• SELECTED PASSAGE:
Is this the worst government statistic ever created?

April 23rd, 2012 by Ben Goldacre in economics, evidence based policy, government reports, politics, pr guff, statistics | 24 Comments »

I forgot to post this column up last year. It’s a fun one: the Department for Communities and Local Government have produced a truly farcical piece of evidence, and promoted it very hard, claiming it as good stats. I noticed the column was missing today, because Private Eye have published on the same report in their current issue, finding emails that have gone missing through FOI applications, and other nonsense. That part is all neatly summarised online in the Local Government Chronicle here.

Is this the worst government statistic ever created?

Ben Goldacre, The Guardian, 24 June 2011.

Every now and then, the government will push a report that’s so assinine, and so thin, you have to check it’s not a spoof. The Daily Mail was clear in its coverage: “Council incompetence ‘costs every household £452 a year’“; “Up to £10bn a year is wasted by clueless councils.” And the Express agreed. Where will this money come from? “Up to £10bn a year could be saved … if councils better analysed spending from their £50bn procurement budgets.”

A 20% saving on the £50bn council procurement budget would be awesome. And this is a proper story, from a press release on the Department for Communities and Local Government website: 20% of the £50bn procurement spend could be saved by seeking better value.

• GIVEN INFORMATION:
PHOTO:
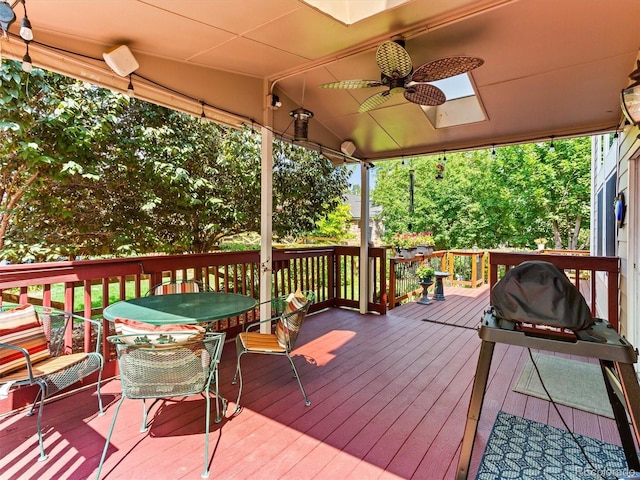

• TO BE DONE:
A - Rewrite the post on the government statistic from "April 23rd, 2012" up to and including "24 June 2011.", putting "article" in place of "column".
B - In the post on the government statistic, how much did the Daily Mail say council incompetence costs every household each year?
C - Carry the post on the government statistic forward from its final sentence.

• ANSWERS TO THE EXERCISES:
A -
April 23rd, 2012 by Ben Goldacre in economics, evidence based policy, government reports, politics, pr guff, statistics | 24 Comments »

I forgot to post this article up last year. It’s a fun one: the Department for Communities and Local Government have produced a truly farcical piece of evidence, and promoted it very hard, claiming it as good stats. I noticed the article was missing today, because Private Eye have published on the same report in their current issue, finding emails that have gone missing through FOI applications, and other nonsense. That part is all neatly summarised online in the Local Government Chronicle here.

Is this the worst government statistic ever created?

Ben Goldacre, The Guardian, 24 June 2011.

B - £452 a year.

C -
Government ministers have an army of intelligent, technical staff, with full access to every speck of data, ready to produce research. But these figures come from a “new, cutting-edge analysis of council spending data by procurement experts Opera Solutions”.

I downloaded the “Opera Solutions White Paper“. I recommend reading it yourself, to understand what a minister considers a substantive piece of research.

The “full report” is six pages long, not including the cover. The meat of it, the analysis, is presented in a single three-line table. Opera took the recently released local government spending data for three councils, and decided how much it reckoned could be saved by bulk purchasing.

It did its estimates on three areas: for energy bills (a £7m spend), and solicitors fees (£6m), it thought councils could save just 10%. The third category – mobile phone bills – were tiny in comparison (just £600,000) but here, and here alone, Opera reckons councils can save 20%, by getting people on better tariffs.

So, for mobile phones, an incompetently regulated sector well known for making money from deliberately confusing pricing schemes, where phone companies hope the trouble of checking your usage pattern will be more effort than it’s worth, Opera reckons councils can save 20%. No problem.

Then, even though for £13m out of £13.6m of their spend calculations, Opera could only find 10% of savings, it cheerfully applies this magic 20% from the tiny mobile phone spend to the entire local government procurement budget of £50bn, magicking up £10bn of savings, £452 a year for every one of us.

And even before that astonishing, shameless bait and switch, these figures are all presented out of nowhere. There is no working at all for any single saving, no description of how 10% or even 20% was calculated: just that three-line table telling you how much Opera Solutions reckons councils can save. There’s also no justification for choosing energy, solicitors, and mobile phone bills, out of all the things councils spend on. Were these where Opera thought they could get the biggest savings? Who knows.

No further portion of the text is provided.